◆ Challenge:
Copy out the material below, substituting "license plate" for "registration plate" and keeping everything else the same. Omit the pictures from your answer.

◆ Materials provided:
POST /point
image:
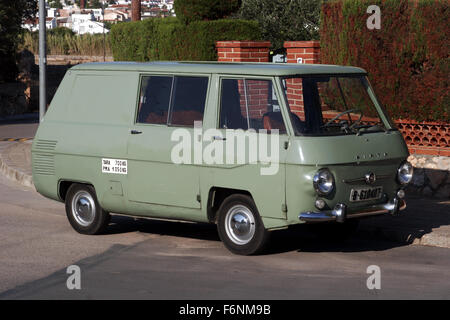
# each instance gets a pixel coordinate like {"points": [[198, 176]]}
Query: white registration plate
{"points": [[365, 194]]}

◆ Answer:
POST /point
image:
# each instance gets a pixel coordinate like {"points": [[198, 176]]}
Query: white license plate
{"points": [[365, 194]]}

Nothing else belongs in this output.